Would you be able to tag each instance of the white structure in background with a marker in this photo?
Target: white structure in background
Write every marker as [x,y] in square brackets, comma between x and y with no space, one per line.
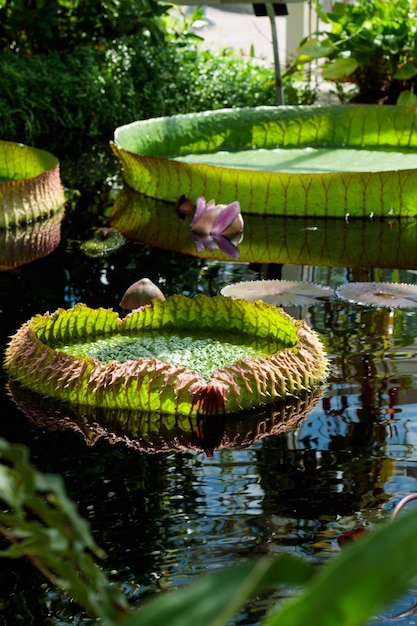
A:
[297,22]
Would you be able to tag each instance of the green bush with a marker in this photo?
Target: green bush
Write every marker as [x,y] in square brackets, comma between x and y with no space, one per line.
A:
[371,43]
[62,98]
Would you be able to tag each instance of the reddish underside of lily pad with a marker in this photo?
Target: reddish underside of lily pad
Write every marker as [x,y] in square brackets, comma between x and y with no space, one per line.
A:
[35,357]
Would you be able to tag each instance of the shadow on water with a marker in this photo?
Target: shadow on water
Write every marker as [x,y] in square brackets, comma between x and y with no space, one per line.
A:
[233,490]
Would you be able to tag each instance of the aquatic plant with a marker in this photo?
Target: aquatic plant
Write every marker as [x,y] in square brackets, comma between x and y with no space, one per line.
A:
[179,356]
[278,292]
[104,242]
[42,524]
[23,243]
[383,294]
[217,226]
[30,184]
[324,161]
[153,434]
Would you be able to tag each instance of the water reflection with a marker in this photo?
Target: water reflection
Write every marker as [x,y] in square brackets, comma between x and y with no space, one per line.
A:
[20,244]
[165,518]
[156,433]
[382,243]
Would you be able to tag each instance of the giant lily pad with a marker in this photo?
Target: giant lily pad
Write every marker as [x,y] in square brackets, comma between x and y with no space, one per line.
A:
[290,240]
[30,184]
[179,356]
[24,243]
[153,433]
[329,161]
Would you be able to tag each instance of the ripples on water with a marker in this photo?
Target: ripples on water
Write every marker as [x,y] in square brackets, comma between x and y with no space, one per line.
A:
[164,519]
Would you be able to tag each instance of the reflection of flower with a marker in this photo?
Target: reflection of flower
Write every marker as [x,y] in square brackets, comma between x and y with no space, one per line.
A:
[217,226]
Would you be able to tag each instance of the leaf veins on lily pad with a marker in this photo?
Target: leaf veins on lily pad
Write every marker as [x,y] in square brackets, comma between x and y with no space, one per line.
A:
[278,292]
[155,359]
[392,295]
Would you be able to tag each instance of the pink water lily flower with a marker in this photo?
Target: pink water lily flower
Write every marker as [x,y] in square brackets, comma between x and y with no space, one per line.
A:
[217,226]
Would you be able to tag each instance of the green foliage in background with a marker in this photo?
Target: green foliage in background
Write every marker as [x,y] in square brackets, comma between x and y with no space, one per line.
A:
[97,78]
[33,26]
[42,524]
[371,43]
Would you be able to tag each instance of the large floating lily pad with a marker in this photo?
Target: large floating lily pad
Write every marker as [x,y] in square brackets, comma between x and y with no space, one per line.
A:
[179,356]
[25,243]
[330,161]
[30,184]
[291,240]
[153,433]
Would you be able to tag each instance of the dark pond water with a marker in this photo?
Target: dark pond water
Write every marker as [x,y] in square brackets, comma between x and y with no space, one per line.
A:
[165,517]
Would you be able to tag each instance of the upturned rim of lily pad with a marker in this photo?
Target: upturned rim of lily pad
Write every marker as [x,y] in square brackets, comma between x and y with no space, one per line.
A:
[151,153]
[32,187]
[156,434]
[379,294]
[278,292]
[36,357]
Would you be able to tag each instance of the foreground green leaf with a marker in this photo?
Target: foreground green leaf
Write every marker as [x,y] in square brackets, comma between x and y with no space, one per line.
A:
[216,598]
[365,577]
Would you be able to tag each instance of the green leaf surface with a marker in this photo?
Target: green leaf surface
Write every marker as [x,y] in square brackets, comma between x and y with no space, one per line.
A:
[407,98]
[308,241]
[355,585]
[148,151]
[217,597]
[30,185]
[43,525]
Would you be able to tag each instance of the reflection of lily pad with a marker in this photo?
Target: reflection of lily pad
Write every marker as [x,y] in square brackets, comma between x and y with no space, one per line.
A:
[279,292]
[250,354]
[30,185]
[393,295]
[155,433]
[221,155]
[290,240]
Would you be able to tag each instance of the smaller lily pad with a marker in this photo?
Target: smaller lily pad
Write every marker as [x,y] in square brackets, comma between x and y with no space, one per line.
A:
[278,292]
[392,295]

—————

### Problem to solve
All lines from the one that contains "Would you be able to tag each instance of the foreground" through the end of the material are to be quoted exactly, with both ends included.

### The output
Would you be able to tag each instance of the foreground green leaf with a marker in this photo?
Target: foreground green leaf
Write every marker as [x,y] in square brackets, comma between x and y with no space, one per line.
A:
[216,598]
[365,577]
Would you be able to tag each instance of the green leaf surface with a marker in this photo?
Target: green leaf surface
Write every marker as [x,y] in square brackets, comma between x and y with no space, one per line.
A:
[407,98]
[308,241]
[355,585]
[148,151]
[217,597]
[30,185]
[43,525]
Would you be able to tag each instance of the reflection of lily pad with a marker in this photo?
Target: reflection of lily pad
Write every marker as [x,y] in square brackets, comma between x and y with no space, one per line.
A:
[279,292]
[250,354]
[30,185]
[393,295]
[155,433]
[221,155]
[290,240]
Would you be able to tag each instance of the smaller lily pad with a marker in this photo?
Target: smaller lily pad
Write every marker as [x,y] in square brackets, comma between x and y with no space, one per line.
A:
[278,292]
[392,295]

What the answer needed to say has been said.